Position identification records:
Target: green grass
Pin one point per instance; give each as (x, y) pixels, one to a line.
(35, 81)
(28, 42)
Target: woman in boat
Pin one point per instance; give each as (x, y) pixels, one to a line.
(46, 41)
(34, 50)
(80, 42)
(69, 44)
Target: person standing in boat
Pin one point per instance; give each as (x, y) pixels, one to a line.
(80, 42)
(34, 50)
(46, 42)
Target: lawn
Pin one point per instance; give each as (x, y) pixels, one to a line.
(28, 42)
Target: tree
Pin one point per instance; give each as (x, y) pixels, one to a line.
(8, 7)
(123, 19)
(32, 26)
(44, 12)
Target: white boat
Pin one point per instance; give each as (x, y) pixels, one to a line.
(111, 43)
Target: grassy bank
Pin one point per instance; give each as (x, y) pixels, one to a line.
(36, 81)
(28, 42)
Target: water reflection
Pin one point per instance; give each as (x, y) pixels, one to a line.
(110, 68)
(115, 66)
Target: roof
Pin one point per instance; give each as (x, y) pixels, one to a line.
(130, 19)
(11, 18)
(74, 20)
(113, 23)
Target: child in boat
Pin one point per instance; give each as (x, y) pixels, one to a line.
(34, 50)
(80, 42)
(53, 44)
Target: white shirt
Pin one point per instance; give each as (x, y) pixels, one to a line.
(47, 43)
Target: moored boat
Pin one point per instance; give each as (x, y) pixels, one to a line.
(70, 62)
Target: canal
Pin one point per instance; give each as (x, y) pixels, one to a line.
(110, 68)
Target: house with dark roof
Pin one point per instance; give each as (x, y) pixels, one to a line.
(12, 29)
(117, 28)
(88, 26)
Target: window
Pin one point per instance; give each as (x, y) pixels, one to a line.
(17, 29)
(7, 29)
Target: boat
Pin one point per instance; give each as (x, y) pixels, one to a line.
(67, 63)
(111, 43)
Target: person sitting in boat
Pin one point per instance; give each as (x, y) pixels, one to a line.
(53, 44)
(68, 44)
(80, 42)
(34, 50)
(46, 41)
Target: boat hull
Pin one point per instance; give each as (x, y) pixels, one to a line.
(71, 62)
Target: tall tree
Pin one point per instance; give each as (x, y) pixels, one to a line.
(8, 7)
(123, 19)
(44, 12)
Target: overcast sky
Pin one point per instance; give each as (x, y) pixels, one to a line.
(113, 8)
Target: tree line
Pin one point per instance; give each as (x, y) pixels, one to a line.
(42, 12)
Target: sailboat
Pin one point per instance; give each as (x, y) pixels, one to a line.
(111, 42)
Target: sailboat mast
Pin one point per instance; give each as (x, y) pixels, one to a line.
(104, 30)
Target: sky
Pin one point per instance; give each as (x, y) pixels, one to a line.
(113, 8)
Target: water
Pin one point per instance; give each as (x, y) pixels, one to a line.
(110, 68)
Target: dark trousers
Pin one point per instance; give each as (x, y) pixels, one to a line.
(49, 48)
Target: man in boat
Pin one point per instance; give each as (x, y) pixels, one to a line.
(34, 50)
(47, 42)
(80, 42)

...

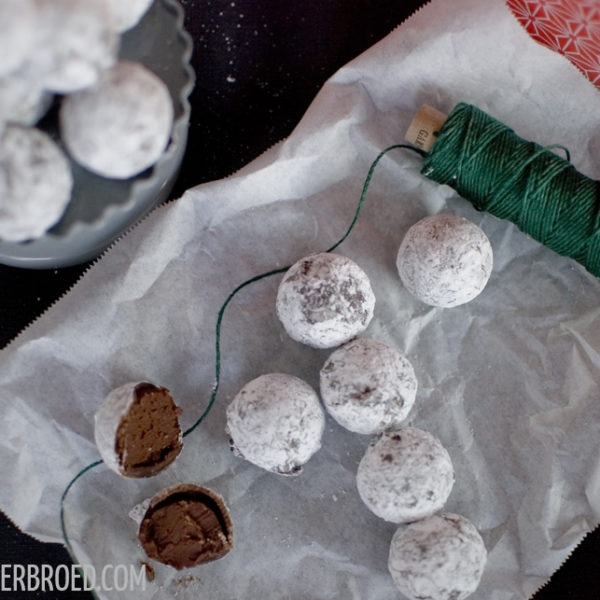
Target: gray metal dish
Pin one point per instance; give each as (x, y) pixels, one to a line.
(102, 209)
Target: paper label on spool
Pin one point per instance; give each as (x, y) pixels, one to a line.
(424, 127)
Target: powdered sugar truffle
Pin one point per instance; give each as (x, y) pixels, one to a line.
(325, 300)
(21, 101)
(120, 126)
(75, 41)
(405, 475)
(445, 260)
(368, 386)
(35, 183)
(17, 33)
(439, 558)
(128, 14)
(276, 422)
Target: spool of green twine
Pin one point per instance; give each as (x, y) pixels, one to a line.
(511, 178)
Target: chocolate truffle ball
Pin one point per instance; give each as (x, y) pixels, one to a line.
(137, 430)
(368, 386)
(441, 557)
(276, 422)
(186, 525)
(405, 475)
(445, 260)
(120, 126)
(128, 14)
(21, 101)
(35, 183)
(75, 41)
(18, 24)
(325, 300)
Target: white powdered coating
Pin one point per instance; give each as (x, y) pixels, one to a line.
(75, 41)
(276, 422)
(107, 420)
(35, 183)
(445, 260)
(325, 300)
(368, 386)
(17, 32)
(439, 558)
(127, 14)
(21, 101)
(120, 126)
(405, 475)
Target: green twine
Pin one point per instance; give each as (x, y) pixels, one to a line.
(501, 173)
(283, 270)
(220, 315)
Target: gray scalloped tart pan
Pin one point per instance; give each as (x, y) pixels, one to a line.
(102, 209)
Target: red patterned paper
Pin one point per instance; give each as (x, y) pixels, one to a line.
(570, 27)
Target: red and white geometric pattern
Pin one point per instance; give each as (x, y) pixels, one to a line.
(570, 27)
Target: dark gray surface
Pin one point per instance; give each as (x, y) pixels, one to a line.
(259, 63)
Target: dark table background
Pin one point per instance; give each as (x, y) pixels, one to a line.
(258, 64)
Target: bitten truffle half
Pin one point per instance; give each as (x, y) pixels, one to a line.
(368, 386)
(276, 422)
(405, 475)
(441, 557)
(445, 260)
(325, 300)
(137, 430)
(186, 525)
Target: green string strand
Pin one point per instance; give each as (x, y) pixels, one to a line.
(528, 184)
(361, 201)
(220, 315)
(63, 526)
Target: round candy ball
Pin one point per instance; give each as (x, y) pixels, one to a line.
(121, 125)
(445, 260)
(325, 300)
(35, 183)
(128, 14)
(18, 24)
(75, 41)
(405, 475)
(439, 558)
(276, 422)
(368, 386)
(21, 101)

==

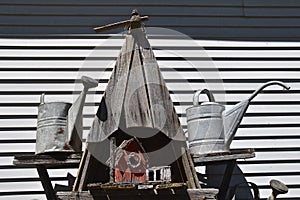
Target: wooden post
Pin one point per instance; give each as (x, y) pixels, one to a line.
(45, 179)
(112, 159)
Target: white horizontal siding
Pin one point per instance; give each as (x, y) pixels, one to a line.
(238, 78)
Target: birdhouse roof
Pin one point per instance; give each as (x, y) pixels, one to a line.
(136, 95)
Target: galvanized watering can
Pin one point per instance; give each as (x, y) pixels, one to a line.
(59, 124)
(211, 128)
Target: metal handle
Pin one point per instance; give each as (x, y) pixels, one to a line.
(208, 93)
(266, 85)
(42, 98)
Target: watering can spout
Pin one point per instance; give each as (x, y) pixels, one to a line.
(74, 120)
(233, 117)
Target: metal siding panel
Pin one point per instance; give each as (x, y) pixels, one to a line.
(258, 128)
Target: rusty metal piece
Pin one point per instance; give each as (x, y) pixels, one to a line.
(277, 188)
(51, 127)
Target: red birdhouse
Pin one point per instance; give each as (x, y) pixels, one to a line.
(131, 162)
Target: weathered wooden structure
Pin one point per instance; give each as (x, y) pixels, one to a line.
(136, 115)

→ What this task involves
Which lines of the data above contain the string "siding"? Pick out each one and copy it in full, treating case as significant.

→ Answer to the exercise
Target: white horizontal siding
Target: metal siding panel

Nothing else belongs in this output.